_GOAL_.
Each entry below is to be duplicated verbatim.
--- start ---
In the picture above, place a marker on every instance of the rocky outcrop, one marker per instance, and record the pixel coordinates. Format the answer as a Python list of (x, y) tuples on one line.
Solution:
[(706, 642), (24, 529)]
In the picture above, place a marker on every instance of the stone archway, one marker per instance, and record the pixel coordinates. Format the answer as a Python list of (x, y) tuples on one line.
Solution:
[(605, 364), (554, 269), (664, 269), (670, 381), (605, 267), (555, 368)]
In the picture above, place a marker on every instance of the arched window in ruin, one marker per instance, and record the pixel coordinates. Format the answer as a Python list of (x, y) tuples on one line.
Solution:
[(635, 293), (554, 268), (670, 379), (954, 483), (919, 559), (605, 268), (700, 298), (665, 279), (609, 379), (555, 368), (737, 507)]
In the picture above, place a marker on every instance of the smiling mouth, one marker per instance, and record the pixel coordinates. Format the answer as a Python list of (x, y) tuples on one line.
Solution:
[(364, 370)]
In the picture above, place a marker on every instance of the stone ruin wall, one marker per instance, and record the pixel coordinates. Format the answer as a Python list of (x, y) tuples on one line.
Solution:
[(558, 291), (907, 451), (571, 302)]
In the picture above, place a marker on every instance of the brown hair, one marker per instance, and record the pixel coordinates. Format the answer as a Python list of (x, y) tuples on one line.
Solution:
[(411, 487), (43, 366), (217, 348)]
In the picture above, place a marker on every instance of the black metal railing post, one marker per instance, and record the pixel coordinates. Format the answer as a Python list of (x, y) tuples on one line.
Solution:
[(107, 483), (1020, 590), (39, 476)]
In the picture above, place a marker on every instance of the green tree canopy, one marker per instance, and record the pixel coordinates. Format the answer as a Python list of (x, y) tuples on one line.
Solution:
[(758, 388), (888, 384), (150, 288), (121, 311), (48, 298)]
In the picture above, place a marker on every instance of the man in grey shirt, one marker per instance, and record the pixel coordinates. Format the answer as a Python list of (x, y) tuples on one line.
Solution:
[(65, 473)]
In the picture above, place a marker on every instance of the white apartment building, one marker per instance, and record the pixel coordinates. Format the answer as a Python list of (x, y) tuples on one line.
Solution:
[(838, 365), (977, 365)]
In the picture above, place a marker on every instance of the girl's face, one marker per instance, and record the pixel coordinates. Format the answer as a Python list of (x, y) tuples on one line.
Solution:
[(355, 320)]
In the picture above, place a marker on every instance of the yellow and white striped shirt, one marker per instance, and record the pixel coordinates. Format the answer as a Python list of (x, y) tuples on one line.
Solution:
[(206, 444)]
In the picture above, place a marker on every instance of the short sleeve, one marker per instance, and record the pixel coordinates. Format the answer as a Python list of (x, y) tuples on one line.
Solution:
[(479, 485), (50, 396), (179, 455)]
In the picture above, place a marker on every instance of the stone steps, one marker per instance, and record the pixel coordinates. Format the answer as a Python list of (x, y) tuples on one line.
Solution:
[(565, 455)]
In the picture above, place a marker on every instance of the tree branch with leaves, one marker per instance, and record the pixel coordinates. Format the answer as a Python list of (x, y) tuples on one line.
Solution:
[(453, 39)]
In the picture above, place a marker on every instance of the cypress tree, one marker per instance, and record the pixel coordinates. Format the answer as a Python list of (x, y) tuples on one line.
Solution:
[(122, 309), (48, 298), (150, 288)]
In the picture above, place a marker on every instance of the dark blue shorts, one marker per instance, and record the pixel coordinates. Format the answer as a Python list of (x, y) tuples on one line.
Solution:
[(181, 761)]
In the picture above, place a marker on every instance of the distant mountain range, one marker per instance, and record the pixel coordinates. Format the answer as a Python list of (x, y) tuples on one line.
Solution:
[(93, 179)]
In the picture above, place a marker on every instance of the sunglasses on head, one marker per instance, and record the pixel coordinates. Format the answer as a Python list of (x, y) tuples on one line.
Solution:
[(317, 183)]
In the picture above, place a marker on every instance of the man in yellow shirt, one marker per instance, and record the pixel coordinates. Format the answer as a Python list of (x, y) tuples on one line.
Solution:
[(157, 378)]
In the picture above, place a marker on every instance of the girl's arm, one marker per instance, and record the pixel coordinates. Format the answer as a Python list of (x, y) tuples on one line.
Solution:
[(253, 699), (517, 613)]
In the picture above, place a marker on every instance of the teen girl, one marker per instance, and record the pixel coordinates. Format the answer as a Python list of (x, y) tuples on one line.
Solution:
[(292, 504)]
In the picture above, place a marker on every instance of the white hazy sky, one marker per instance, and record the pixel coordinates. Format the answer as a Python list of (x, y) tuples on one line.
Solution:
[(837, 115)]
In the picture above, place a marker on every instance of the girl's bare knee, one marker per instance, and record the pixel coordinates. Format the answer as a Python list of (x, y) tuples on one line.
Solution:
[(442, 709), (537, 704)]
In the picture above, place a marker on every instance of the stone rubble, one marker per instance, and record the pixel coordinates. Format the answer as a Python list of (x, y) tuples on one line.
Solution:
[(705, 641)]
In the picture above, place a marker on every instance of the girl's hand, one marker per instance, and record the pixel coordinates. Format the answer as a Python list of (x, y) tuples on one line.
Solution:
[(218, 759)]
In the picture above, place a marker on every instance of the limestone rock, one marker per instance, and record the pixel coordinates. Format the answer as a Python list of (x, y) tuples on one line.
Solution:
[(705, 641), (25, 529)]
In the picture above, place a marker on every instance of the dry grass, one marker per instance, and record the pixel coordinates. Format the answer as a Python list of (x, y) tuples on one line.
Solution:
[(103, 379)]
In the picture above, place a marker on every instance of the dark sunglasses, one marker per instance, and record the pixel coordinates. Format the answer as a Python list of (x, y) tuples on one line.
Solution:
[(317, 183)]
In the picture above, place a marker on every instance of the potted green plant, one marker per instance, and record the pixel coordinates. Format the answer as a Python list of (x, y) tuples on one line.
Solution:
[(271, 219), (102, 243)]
--- end ---
_EXERCISE RESPONSE_.
In the picture above, place a marker on every instance of the rocky outcrop, one marker per instance, and record the pixel coordinates. Format the answer as a Python list of (x, y) tuples on one line.
Solution:
[(706, 642), (24, 529)]
In the picture above, place a marker on every instance of the stone archway, one marker per instance, and record the pixel coordinates. Format the answer as a Python list of (x, y) tuples on one line.
Solution:
[(605, 364), (554, 269), (664, 269), (670, 381), (605, 267), (555, 368)]
In the picture above, place a marker on every instance of the arched window in ruin, one marker per instance, and record the pixel coordinates. Format the answer as a Python list of (x, y) tuples on one line.
Solution:
[(635, 293), (554, 268), (670, 379), (954, 483), (919, 559), (605, 268), (700, 298), (665, 279), (609, 379), (555, 368), (737, 507)]
In the picture above, place a marker on every instance of the smiling mouth, one marker per instance, and record the pixel coordinates. Format the answer as a Python list of (x, y) tuples on one line.
Solution:
[(364, 370)]
In the picture above, place a marker on every instance of the stone ruin wall, one marker per instance, and record the pixel coordinates. Format the answer as a Python list of (x, y) tuples on one line.
Solution:
[(558, 291), (907, 451), (571, 302)]
In the picture above, place a marker on every instance of the brown hair, one marker per instance, and record the pixel coordinates. Format the answer as a Python list of (x, y) tuples on one line.
Solution:
[(411, 487), (43, 366), (217, 348)]
In the picture above, place a marker on every instance of the black metal railing post, one marker per instance, and record the pixel coordinates. Format the answer as a Python list of (x, y) tuples on one line.
Solution:
[(107, 483), (1020, 590), (39, 476)]
In the picture above, place a marker on every instance of the green tree canopy, one marker per instance, and record the pixel coordinates. Format the answer as a Python list of (x, y) tuples on one line.
Solution:
[(758, 388), (888, 384), (150, 288), (121, 311), (48, 298)]
In the picture above, place a marker on every instance of the man in grey shirt, one marker per instance, and record the pixel coordinates. Format the answer as a Python list of (x, y) tuples on one line.
Solution:
[(65, 473)]
In the picture above, place a marker on every instance of the white apartment building, one marker per instance, and record the pixel coordinates. Format the answer as a Python list of (x, y) tuples on one line.
Solution:
[(838, 365), (977, 365)]
In the picture above, place a marker on every instance of the girl's face, one marker per instance, and record the pixel coordinates. Format the answer as a Python list of (x, y) tuples on one line.
Solution:
[(355, 320)]
In the picture above, place a marker on every instance of the yellow and white striped shirt, one marker per instance, and record the pixel coordinates. Format the answer as a Python list of (x, y) tuples on one line.
Solution:
[(206, 444)]
In the picture above, place a marker on every instance of the short sleeve, one marker per instance, and record the pixel coordinates. Format the answer as a Python list of (x, y) tuples on one line.
Solution:
[(479, 485), (50, 396), (179, 455)]
In the picture above, place a marker on every instance of the stone steps, one marker per instance, and record the pixel coordinates. Format the answer as a Python list of (x, y) tuples on one line.
Solution:
[(565, 455)]
In the picture above, place a marker on every instance of the tree branch with leaves, one marker per instance, and record the pixel coordinates. Format the answer as a Python list of (x, y) tuples on one line.
Solution:
[(453, 39)]
In the picture above, place a marker on every instance of the cypress tree, one marker per instance, and record the pixel coordinates. Format the answer as a Python list of (x, y) tuples on one line.
Solution:
[(122, 309), (48, 298), (150, 288)]
In the picture above, place a marker on every instance of the dark blue shorts, one marker per instance, and record the pixel coordinates. Format the answer as a Python list of (x, y) tuples on one line.
Solution:
[(181, 761)]
In the picture above, place a marker on every instance of the distant mountain range, one marker per instance, and record the pixel coordinates. Format the answer as a Python list of (x, y) tuples on one line.
Solution:
[(93, 179)]
In the picture above, place a marker on every instance of the sunglasses on head, one marker per instance, and record the pixel coordinates. Format the answer as a Python list of (x, y) tuples on one line.
Solution:
[(317, 183)]
In the picture above, place a marker on every instance of the man in yellow shirt, one marker per instance, and record the pixel coordinates. Format the answer as a Python list of (x, y) tuples on one line.
Solution:
[(157, 378)]
In the picture above, place a marker on every instance of the girl's arm, one marker per instance, and record the pixel coordinates. Format the answer as a Python list of (x, y) tuples on one line.
Solution:
[(253, 699), (517, 613)]
In the picture above, place a marker on every instance of the teen girl, one marker per instance, and record the pixel coordinates. Format the answer as a Python list of (x, y) tuples on one line.
Solution:
[(292, 504)]
In the picture above, place a marker on every instance of the white hazy sky, one marker per instance, and record the pixel coordinates. Format the answer as a Python list of (x, y) tuples on one line.
Solution:
[(837, 115)]
In the picture above, place a marker on every instance of the girl's bare knee, one marker per instance, and record the pixel coordinates. Format the answer as a Python list of (x, y) tuples on one line.
Solution:
[(442, 709), (537, 704)]
In the picture above, place a marker on every instance of the stone rubble, one marker per instance, and record the pixel coordinates. Format the answer as a Python list of (x, y) tuples on one line.
Solution:
[(705, 641)]
In the picture above, place a marker on every instance of the girl's hand, one marker per instance, and record the pixel coordinates. Format the answer as a Python list of (x, y) tuples on one line.
Solution:
[(218, 759)]
In the picture above, place a marker on every instance of the limestone rock, one marker per instance, and record the pixel coordinates. Format the answer as a Python list of (x, y) tuples on one line.
Solution:
[(705, 641), (25, 529)]
In the picture above, place a marker on every instance of the dry grass, one marker per instance, and record the pixel coordinates. Format the answer as a Python list of (x, y) tuples on one line.
Solution:
[(103, 379)]
In the picture above, place a marker on every instance of the dark sunglasses, one marker per instance, and record the pixel coordinates. Format the answer as a Python list of (x, y) tuples on one line.
Solution:
[(317, 183)]
In the picture above, place a marker on every instance of the potted green plant, one marker per instance, and record the pixel coordinates. Format the answer as a Python list of (x, y) tuples on one line.
Solution:
[(271, 219), (102, 243)]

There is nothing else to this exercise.